* _How to complete this task_
Reproduce the entries that follow exactly, dropping each image.

* _Source data_
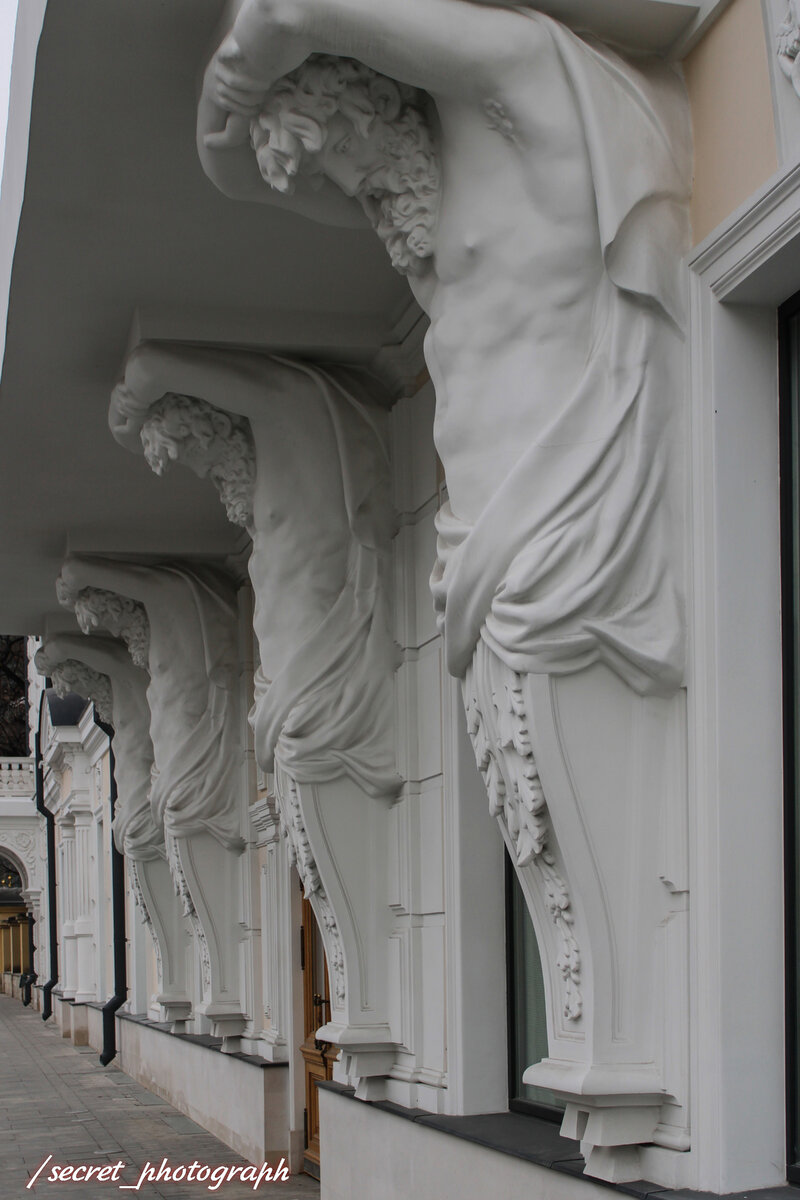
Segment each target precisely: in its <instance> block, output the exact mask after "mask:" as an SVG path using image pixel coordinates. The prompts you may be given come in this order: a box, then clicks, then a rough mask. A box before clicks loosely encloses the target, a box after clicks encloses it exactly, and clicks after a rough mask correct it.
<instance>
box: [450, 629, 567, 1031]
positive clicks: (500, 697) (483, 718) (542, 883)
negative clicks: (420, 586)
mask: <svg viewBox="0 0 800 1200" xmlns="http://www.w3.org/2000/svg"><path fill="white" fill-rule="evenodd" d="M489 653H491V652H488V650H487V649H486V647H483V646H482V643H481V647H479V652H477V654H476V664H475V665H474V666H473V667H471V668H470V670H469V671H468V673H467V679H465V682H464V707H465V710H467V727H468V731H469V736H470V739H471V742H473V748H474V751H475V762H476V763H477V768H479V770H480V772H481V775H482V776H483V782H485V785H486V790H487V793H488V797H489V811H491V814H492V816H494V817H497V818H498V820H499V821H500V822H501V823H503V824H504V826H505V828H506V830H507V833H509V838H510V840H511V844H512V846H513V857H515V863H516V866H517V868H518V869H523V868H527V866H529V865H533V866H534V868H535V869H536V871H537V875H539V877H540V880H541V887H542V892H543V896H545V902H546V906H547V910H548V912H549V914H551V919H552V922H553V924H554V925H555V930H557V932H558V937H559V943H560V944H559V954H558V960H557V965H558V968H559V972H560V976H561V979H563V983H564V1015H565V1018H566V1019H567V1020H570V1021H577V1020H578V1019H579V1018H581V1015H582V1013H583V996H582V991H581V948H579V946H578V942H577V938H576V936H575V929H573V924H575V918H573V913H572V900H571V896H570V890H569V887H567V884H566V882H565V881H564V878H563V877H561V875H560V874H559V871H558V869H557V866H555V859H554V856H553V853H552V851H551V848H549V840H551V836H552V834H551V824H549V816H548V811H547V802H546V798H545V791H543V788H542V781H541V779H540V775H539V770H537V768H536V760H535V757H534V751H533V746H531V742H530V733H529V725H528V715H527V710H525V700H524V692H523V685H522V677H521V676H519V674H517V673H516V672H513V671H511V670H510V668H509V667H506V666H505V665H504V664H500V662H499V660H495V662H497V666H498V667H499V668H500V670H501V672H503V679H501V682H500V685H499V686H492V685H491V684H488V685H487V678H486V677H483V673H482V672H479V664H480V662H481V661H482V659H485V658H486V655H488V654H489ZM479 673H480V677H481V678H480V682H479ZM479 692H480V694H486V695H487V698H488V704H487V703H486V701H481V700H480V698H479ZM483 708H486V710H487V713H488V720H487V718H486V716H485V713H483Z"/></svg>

* _Solution to the exercise_
Segment each target precisely: in its <instance> block, output the exact mask after "mask:" as an SVG path using image pixel coordinates. The prompts you may be given come in this order: a box, then clicks, then a rough mask. A box before clicks loosely encloses the target, a box after clicks encloses it exactly, and clicks after a rough mask correct it.
<instance>
box: [450, 629, 567, 1031]
positive clicks: (500, 697) (483, 718) (542, 883)
negative clicks: (420, 586)
mask: <svg viewBox="0 0 800 1200" xmlns="http://www.w3.org/2000/svg"><path fill="white" fill-rule="evenodd" d="M489 653H491V652H488V650H487V649H486V647H483V646H482V643H481V647H479V652H477V654H476V664H475V665H474V666H473V667H471V668H470V670H469V671H468V673H467V679H465V682H464V707H465V710H467V727H468V731H469V736H470V739H471V742H473V748H474V751H475V762H476V763H477V768H479V770H480V772H481V775H482V776H483V782H485V785H486V790H487V793H488V797H489V811H491V814H492V816H494V817H497V818H498V820H499V821H500V822H501V823H503V824H504V826H505V828H506V830H507V833H509V838H510V840H511V844H512V846H513V857H515V863H516V866H517V868H518V869H523V868H527V866H529V865H533V866H534V868H535V869H536V871H537V875H539V877H540V880H541V887H542V892H543V896H545V902H546V906H547V910H548V912H549V914H551V919H552V922H553V924H554V925H555V930H557V932H558V937H559V943H560V944H559V954H558V960H557V965H558V968H559V972H560V976H561V979H563V983H564V1015H565V1018H566V1019H567V1020H570V1021H577V1020H578V1019H579V1018H581V1015H582V1013H583V996H582V991H581V948H579V946H578V942H577V938H576V936H575V929H573V924H575V918H573V913H572V900H571V896H570V890H569V887H567V884H566V882H565V881H564V878H563V877H561V875H560V874H559V871H558V869H557V866H555V859H554V856H553V853H552V851H551V848H549V840H551V836H552V834H551V824H549V816H548V811H547V802H546V798H545V791H543V788H542V781H541V779H540V775H539V770H537V768H536V760H535V757H534V751H533V746H531V742H530V733H529V725H528V715H527V710H525V700H524V692H523V685H522V677H521V676H519V674H517V673H516V672H513V671H511V670H510V668H509V667H506V666H505V665H504V664H500V662H499V660H495V662H497V666H498V667H499V668H500V670H501V672H503V679H501V682H500V685H499V686H492V685H491V684H488V685H487V678H486V677H483V673H482V672H479V664H480V662H481V661H482V659H485V658H486V655H488V654H489ZM479 673H480V677H481V678H480V682H479ZM479 692H480V694H486V695H487V698H488V704H487V703H486V701H481V700H480V698H479ZM483 708H486V710H487V713H488V720H487V718H486V716H485V713H483Z"/></svg>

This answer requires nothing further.